* THE PROBLEM *
Can you write out the items below again, changing "plastic sheet" to "plastic tarp" wherever it occurs and leaving everything else as it is?

+++ RECORDS FOR THE TASK

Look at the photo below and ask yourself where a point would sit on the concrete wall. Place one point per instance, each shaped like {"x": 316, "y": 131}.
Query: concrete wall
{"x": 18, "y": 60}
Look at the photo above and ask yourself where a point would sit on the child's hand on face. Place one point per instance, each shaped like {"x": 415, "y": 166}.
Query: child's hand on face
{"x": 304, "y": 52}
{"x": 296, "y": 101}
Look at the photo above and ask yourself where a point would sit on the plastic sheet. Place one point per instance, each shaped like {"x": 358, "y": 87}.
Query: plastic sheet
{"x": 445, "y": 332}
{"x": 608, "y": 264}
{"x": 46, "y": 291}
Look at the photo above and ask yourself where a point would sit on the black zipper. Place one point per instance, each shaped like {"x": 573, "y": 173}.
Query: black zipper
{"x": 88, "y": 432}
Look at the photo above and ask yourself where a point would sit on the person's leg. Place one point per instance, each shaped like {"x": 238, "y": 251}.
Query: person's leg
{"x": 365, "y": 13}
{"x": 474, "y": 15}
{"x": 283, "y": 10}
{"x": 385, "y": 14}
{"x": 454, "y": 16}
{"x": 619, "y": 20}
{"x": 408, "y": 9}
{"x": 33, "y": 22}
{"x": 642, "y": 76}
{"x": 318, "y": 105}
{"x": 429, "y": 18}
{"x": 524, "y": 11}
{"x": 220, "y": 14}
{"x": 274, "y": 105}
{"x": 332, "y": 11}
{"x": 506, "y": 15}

++++++

* EXERCISE SOLUTION *
Look at the photo below and ask yourself where a point would sit on the concrete wall. Place one point per instance, each shaped like {"x": 316, "y": 131}.
Query: concrete wall
{"x": 18, "y": 60}
Look at the photo above and ask yourself where a point would sit on the child's hand on face. Place one point per instance, each shaped like {"x": 415, "y": 166}.
Query: child's hand on face
{"x": 304, "y": 52}
{"x": 296, "y": 101}
Look at the photo above and ask yourself where a point would sit on the plastic tarp. Place one point per instance, each shaped like {"x": 358, "y": 87}.
Query: plastic tarp
{"x": 445, "y": 332}
{"x": 608, "y": 264}
{"x": 46, "y": 291}
Look at the photo above and ask yourself where a point would sit on the black zipper. Place one point per instance, each shaped like {"x": 573, "y": 173}.
Query: black zipper
{"x": 88, "y": 432}
Look at the photo above and ask yourself where a point would sit on the person's leg. Place one point per instance, each shaped like {"x": 238, "y": 251}.
Query: person's leg
{"x": 365, "y": 13}
{"x": 474, "y": 15}
{"x": 283, "y": 10}
{"x": 385, "y": 14}
{"x": 454, "y": 16}
{"x": 619, "y": 20}
{"x": 408, "y": 9}
{"x": 33, "y": 22}
{"x": 642, "y": 76}
{"x": 318, "y": 105}
{"x": 429, "y": 18}
{"x": 524, "y": 11}
{"x": 220, "y": 14}
{"x": 274, "y": 105}
{"x": 332, "y": 11}
{"x": 506, "y": 15}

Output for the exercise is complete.